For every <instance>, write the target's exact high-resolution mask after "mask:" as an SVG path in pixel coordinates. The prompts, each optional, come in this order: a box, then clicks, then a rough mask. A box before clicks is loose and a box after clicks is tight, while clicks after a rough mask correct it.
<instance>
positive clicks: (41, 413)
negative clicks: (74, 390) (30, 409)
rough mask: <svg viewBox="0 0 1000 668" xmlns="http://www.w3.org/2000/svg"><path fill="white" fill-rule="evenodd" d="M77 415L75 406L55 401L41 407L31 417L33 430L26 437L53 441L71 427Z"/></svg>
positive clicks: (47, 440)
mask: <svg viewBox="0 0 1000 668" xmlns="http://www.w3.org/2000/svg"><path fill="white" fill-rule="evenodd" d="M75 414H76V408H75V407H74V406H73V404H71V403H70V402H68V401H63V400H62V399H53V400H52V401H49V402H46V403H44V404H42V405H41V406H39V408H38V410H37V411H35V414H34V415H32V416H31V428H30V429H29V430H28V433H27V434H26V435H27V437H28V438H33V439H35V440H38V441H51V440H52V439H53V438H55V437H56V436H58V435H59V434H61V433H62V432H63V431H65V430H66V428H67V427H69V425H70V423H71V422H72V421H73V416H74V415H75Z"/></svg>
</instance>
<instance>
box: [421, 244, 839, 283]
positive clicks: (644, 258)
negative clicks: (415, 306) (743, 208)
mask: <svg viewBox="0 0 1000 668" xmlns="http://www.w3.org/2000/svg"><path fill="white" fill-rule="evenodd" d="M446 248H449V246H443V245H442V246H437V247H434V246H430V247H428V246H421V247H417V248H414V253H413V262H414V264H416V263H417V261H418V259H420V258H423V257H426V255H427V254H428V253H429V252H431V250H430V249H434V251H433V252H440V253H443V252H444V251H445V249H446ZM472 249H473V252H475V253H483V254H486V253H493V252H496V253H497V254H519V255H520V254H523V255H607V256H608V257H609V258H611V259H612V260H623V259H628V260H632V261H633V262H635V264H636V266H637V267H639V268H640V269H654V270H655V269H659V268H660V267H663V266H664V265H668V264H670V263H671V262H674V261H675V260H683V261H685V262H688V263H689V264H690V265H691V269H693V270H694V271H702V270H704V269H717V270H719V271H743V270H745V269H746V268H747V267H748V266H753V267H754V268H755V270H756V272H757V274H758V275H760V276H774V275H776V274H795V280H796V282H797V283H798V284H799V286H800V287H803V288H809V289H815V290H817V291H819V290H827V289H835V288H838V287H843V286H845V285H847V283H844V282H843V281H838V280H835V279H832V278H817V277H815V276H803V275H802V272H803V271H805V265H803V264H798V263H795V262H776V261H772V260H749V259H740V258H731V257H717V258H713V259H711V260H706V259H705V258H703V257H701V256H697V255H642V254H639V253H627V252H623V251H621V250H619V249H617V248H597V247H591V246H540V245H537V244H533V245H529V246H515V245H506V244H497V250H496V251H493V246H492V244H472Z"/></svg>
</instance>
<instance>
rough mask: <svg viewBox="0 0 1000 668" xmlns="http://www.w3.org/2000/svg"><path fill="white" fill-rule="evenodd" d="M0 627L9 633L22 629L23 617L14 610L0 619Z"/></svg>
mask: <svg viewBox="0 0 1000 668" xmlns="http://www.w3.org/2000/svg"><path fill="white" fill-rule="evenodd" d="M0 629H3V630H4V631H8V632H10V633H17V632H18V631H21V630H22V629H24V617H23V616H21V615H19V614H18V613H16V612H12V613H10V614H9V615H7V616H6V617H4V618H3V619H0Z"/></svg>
::::
Reproduce the material word for word, starting at its very first line and going through the line that contains "negative clicks: (74, 390) (30, 409)".

For every <instance>, write the target's exact high-resolution mask after "mask:" as an SVG path in pixel coordinates. The prompts, each optional, come in this order: a box, then clicks, then a rough mask. A box before clicks is loose and a box after clicks is tight, while clicks after a rough mask correct it.
<instance>
positive clicks: (41, 413)
negative clicks: (74, 390) (30, 409)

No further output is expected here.